Esercizio assegnato: Quante righe delle voci seguenti contengono la stringa "bounding", distinguendo tra maiuscole e minuscole? Indica soltanto il numero.

Dati dell'esercizio:
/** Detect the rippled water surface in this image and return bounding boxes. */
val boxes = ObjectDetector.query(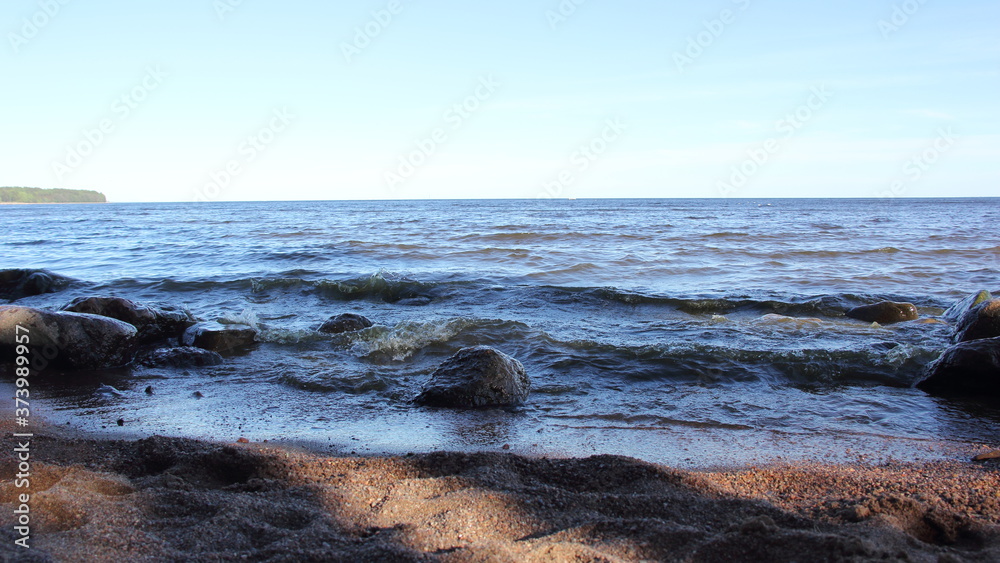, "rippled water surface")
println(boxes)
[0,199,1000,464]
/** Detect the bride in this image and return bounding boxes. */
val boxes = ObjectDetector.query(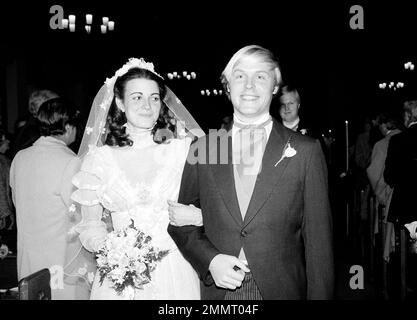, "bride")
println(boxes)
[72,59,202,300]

* * *

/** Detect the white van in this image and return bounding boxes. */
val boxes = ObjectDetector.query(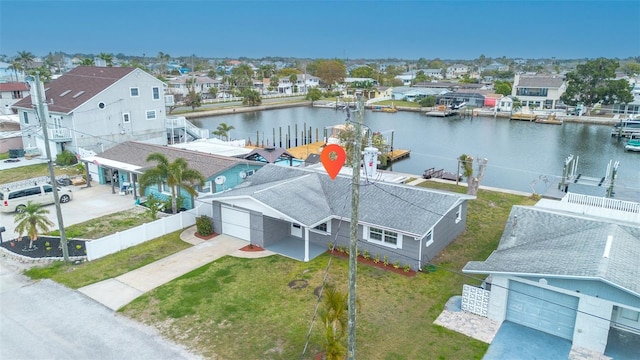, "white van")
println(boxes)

La risposta: 3